設問 A:
イオスの記事のうち、「企業はICOによって、新たに発行した仮想通貨を売り出し、資金を調達します。」から下の「とを想定して開発されました。」までをすべて、一字も変えずに書き写してください。

---

イオス(EOS)とは?ICO史上最高額を調達した仮想通貨を解説

by AIGRAM

ICO(イニシャル・コイン・オファリング)とは、新しい仮想通貨のプレセールのことです。
企業はICOによって、新たに発行した仮想通貨を売り出し、資金を調達します。
このICOを、2017年6月から1年に渡って実施し、ICOの史上最高額となる4,400億円を調達して、大きな注目を集めた仮想通貨があります。
イオス(EOS/EOS)です。
この記事では、イオスの特徴や現在の状況について、詳しく解説します。

目次

分散型アプリケーション開発のインフラ、イオス(EOS)

イオスは、ブロックチェーンやDapps(分散型アプリケーション)開発に特化したプラットフォームを目指し、企業の間で広く利用されることを想定して開発されました。
開発したのは、2017年に設立された、ブロックチェーンソフトウエア企業のBlock.one(ブロック・ワン)です。

---

設問 B:
記録の中で「eyelid」という語を含む行を、一つ残らず書き出せ。

---

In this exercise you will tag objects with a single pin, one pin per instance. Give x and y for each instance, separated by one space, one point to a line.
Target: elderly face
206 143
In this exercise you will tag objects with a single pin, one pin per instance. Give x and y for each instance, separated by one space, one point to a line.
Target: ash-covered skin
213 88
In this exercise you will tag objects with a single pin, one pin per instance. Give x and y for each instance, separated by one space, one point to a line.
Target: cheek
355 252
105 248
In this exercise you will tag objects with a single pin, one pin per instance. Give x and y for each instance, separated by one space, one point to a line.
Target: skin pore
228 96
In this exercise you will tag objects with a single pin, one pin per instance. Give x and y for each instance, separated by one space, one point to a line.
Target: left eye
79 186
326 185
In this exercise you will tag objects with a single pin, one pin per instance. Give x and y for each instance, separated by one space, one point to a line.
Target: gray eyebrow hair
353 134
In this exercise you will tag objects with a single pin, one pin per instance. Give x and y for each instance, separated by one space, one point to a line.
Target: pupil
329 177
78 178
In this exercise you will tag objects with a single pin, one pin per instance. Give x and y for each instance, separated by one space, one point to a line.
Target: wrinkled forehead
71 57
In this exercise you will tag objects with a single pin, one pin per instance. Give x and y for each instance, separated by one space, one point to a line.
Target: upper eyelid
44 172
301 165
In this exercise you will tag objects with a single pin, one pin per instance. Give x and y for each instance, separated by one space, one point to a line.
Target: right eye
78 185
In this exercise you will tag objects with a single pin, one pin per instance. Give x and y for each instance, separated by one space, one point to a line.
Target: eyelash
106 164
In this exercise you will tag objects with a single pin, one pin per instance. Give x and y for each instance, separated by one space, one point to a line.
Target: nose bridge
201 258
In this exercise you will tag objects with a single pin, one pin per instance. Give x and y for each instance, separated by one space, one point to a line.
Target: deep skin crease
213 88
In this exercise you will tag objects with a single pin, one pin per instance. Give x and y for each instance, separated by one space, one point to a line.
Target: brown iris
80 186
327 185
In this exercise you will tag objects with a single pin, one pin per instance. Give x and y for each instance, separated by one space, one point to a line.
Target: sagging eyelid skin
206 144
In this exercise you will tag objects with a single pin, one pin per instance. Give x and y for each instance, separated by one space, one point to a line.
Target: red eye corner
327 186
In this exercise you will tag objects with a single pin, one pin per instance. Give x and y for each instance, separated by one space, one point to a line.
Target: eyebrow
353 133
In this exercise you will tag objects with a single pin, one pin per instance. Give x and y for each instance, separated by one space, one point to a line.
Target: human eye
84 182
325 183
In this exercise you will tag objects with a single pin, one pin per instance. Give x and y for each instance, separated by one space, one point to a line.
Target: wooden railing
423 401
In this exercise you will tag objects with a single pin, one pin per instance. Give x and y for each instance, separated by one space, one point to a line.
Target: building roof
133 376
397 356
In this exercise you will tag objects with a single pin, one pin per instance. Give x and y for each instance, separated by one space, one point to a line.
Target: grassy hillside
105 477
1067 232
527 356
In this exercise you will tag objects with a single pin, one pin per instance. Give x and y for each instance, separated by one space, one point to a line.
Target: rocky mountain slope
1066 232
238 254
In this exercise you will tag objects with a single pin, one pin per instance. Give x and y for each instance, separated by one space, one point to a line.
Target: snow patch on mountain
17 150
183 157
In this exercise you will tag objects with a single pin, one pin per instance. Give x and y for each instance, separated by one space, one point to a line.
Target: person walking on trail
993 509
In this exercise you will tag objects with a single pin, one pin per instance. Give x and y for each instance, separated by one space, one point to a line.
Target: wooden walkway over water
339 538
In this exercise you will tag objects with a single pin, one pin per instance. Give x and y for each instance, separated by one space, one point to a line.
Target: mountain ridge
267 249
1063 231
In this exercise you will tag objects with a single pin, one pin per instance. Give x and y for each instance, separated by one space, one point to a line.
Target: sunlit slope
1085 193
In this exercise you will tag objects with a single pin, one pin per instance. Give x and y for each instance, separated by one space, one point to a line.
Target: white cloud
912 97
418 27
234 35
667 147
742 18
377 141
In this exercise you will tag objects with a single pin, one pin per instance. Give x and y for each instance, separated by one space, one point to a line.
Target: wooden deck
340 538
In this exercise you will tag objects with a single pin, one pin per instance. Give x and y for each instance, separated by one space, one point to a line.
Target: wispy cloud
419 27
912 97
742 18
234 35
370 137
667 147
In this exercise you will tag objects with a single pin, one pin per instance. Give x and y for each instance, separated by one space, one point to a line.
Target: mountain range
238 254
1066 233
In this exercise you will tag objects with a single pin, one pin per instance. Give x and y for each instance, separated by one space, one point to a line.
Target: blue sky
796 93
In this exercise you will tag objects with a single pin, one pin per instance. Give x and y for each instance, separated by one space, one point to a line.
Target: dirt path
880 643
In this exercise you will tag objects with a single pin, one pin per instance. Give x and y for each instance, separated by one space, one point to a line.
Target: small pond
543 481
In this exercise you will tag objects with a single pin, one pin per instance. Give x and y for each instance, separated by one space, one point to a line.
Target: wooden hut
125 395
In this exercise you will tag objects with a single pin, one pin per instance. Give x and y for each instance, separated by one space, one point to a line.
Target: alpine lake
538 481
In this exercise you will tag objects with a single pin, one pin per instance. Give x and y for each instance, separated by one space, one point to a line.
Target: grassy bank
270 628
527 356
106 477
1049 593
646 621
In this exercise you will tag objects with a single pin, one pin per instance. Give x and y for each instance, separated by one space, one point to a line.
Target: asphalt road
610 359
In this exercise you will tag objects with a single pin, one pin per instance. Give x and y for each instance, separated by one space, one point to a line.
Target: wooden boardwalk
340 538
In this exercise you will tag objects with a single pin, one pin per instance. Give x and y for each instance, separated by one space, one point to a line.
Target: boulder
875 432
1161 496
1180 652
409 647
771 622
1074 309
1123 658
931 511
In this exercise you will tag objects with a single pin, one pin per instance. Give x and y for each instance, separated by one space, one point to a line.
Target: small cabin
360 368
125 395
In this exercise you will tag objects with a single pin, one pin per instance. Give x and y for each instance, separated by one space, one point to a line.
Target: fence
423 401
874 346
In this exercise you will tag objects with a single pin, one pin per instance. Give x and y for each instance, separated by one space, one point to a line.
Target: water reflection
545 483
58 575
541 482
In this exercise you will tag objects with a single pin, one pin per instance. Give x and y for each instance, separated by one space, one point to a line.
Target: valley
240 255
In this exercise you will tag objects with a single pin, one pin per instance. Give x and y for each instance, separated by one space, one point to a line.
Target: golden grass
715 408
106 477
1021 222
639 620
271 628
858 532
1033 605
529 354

---

解答例 A:
企業はICOによって、新たに発行した仮想通貨を売り出し、資金を調達します。
このICOを、2017年6月から1年に渡って実施し、ICOの史上最高額となる4,400億円を調達して、大きな注目を集めた仮想通貨があります。
イオス(EOS/EOS)です。
この記事では、イオスの特徴や現在の状況について、詳しく解説します。

目次

分散型アプリケーション開発のインフラ、イオス(EOS)

イオスは、ブロックチェーンやDapps(分散型アプリケーション)開発に特化したプラットフォームを目指し、企業の間で広く利用されることを想定して開発されました。

解答例 B:
Target: upper eyelid
Target: sagging eyelid skin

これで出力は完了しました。